Beatriz Pizano has had the kind of career many people dream about; after nearly three decades in the Toronto theatre scene, she founded - and is currently Artistic Director of - Aluna Theatre, won a number of Dora Awards, travelled the world to study with masters of the craft, and much more. Her latest project might be her most ambitious to date, though - and it's about to premiere.
Inspired by Colombian author Gabriel García Márquez's '100 Years of Solitude,' a novel that changed the literary game back in 1967, THE SOLITUDES is an experimental discussion between women about their own histories and beliefs. As with many things in her career, though, her new work didn't follow the beaten path to completion - instead, she and her co-creators, eight women who've been involved since the first workshop, blazed their own trail and discovered a fair share about themselves and their place in the world along the way.
"It all began as I was re-reading '100 Years...' when I was in Colombia, and I haven't read it since high school. What struck me was the women and their stubbornness, and how when they made a decision there was nothing that would change their minds. I started seeing images and figures in the pages, so when the grant opportunity came up it was a big deal for us [Aluna] as an independent company - so I did, I had an idea, and I sent it in."
"Once we got approved it was like, oh my god, now we have to do it, but how to do it was so clear for me. We [Aluna] had been working with the Colombian Collective Creation (CCC), which was created in the 60s by La Candelaria Theatre in Latin America by Santiago Garcia and other creatives. It was formed at a time where all theatre was European theatre, and they felt that they needed to speak about the reality of the country that they lived in and find a way to tell their own stories. It was politically charged, a very 'by the people, for the people' method - but they have influenced us a lot. You can never adopt a way of thinking about theatre from one country to another, but what we have attempted is our own adaptation of that process.
"The structure that this process has in the CCC is, first of all, that there are limits. You need a permanent group of artists - unfortunately I don't know of anything like that in Toronto; you also need an actual physical space where the group can work; and then the audience, because they believe the audience is the last playwright in the process."
So Beatriz gathered her artists. While not a permanent, for-life commitment, the group would meet three or four times a year in development workshops. THE SOLITUDES is unique because its cast are also its creators, and given Beatriz's history with the Toronto theatre community, she was able to find artists who could do more than just act - they needed to be able to create, improvise, and equally as important, they needed to be vastly different from one another.
"I wanted to be able to hire women, pay them well, and be able to be there creating for an extended period of time. I've also been very lucky that I've been able to go train with masters in other areas, and I wanted this group to get people training them. I feel that I will forever, until I die, be in training. It's one of the things that I love the most in my craft; it's beautiful to go into workshops with older and younger people and say, how are people speaking about theatre, how are the styles evolving?"
"The most interesting thing that happened was the question of how do we develop, as women, our own way of creating? How do we challenge the process with theatre being a traditionally patriarchal form? I went to a women's festival a few years ago and these Welsh creators said "Okay, so what are the oldest works done by women? It's great to have works directed by women, but the only thing that changes with them is that instead of a man directing, it's a woman doing it - where is the female way of telling stories, and how do we want to tell stories?"

## THE TASKS
1. Rewrite everything in the Beatriz Pizano profile from "Beatriz Pizano has" down to "about to premiere.", putting "stage scene" in place of "theatre scene".
2. Write the next part of the Beatriz Pizano profile, picking up after its final sentence.

Dataset items
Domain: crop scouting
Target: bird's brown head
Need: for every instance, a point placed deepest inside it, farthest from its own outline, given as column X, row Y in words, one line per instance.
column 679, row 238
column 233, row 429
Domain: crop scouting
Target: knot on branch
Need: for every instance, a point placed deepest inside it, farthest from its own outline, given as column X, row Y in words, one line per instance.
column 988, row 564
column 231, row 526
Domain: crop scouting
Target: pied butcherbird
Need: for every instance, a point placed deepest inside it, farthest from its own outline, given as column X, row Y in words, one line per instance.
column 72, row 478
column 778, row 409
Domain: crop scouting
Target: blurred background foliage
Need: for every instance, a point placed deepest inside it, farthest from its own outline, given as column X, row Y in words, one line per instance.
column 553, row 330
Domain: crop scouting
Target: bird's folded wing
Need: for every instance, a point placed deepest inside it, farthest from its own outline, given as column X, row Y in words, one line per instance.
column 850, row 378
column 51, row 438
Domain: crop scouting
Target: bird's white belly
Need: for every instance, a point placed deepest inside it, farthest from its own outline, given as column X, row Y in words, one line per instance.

## ANSWERS FOR THIS EXERCISE
1.
Beatriz Pizano has had the kind of career many people dream about; after nearly three decades in the Toronto stage scene, she founded - and is currently Artistic Director of - Aluna Theatre, won a number of Dora Awards, travelled the world to study with masters of the craft, and much more. Her latest project might be her most ambitious to date, though - and it's about to premiere.

2.
"That stuck with me forever. How do women, now that we start to gain more of a voice - and the word voice sometimes worries me - but it's about us being able to sit at the table. Not just about hiring a woman in a position that a man has held before, but it's about us challenging ourselves and how we want to speak. It's not just taking that position, but once we're there, what do we want to do? How do we see the world, what changes do we want to make, and [THE SOLITUDES] is very much about that. How we are starting to heal, how do our bloodlines affect us and what are the archetypes we play as women? And when the other is no longer this unknown person in another place, but they have a name and face and that person is at the table and disagreeing with you? It's about how we talk with each other, which is one of my biggest obsessions right now."
Pizano had her group begin with the novel, each presenting lectures on different sections of the book and then discussing the content. After recording over 200 hours of those discussions and attempting to work with the exact dialogue of the female characters in '100 Years...' she realized that it wouldn't work for what she wanted to create.
"It's a story where the women didn't have a voice, these women who live in a world of men and war. It's a complicated history of my birthplace, Colombia. But in it, there is some - maybe hope is not the right word. But we look at the trauma, not to stay in it, but to move forward. With spaces of victimhood, you need to respect them, but how can we move past? One day I decided, let's do TED Talks in the group. I asked the women what their relation to this land was, and I left them to interpret what land is. Within a week - and I couldn't believe it, these actors are amazing - they came with a half hour talk ready to go."
That's where THE SOLITUDES began to take shape. As Pizano and her co-creators continued to look into their own histories, bloodlines, beliefs, and fears, they found that they weren't reflecting on women as a whole; rather, the work functioned best as a reflection of themselves.
"We were very careful in making it about us. We also went through and changed the dialogue, so whenever we said 'we' like 'we do this, we went there,' it was changed to 'I.' It's all about I. It's about owning these words."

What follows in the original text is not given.